§ DIRECTIONS:
The output is the lines below from the one with "Target: small purple floret" through the one with "Place one point per instance of the green", both included, printed exactly and with no other line.

[Opening DATASET section]

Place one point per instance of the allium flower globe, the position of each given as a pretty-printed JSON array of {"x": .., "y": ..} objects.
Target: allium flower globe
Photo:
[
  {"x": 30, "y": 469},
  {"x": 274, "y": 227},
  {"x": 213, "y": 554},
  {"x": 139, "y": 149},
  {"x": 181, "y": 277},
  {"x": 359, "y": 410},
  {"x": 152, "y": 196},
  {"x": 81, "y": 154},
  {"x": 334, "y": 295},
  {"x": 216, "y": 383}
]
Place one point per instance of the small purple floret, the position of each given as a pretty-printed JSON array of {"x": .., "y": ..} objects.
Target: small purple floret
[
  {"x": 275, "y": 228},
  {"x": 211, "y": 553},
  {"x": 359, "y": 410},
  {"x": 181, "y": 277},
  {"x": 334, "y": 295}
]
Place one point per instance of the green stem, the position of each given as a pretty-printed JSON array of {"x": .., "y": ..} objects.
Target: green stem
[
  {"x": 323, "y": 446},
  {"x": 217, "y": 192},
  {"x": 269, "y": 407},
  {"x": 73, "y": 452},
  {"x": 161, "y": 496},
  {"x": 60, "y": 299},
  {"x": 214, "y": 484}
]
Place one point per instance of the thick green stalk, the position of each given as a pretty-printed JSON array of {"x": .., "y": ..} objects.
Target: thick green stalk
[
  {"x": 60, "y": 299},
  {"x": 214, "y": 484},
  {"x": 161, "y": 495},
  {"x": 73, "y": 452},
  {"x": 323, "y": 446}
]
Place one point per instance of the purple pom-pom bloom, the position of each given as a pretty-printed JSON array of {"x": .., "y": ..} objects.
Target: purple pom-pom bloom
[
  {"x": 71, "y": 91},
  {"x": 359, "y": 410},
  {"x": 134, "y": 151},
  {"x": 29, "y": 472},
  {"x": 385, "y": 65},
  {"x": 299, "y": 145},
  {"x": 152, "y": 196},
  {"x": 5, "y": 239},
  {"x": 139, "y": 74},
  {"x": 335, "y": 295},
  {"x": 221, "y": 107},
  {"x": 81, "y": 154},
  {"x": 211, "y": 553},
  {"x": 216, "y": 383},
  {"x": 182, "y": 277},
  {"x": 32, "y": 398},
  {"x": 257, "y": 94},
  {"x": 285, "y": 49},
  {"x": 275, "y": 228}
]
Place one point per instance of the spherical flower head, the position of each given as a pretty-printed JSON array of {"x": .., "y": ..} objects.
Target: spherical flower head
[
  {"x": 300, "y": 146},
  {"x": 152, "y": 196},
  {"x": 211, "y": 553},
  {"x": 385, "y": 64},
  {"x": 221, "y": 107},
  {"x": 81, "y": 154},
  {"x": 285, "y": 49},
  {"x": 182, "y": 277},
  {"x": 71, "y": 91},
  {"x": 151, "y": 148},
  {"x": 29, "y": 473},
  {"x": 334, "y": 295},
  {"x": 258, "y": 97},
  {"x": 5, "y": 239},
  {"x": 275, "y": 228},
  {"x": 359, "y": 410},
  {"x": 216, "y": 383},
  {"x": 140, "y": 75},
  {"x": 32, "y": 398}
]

[Closing DATASET section]

§ ANSWER BOX:
Target: small purple floret
[
  {"x": 275, "y": 228},
  {"x": 211, "y": 553},
  {"x": 359, "y": 410},
  {"x": 181, "y": 277},
  {"x": 334, "y": 295}
]
Place one point per instance of the green stem, the position of each given as a pretty-printed JSON array of {"x": .., "y": ..} objects.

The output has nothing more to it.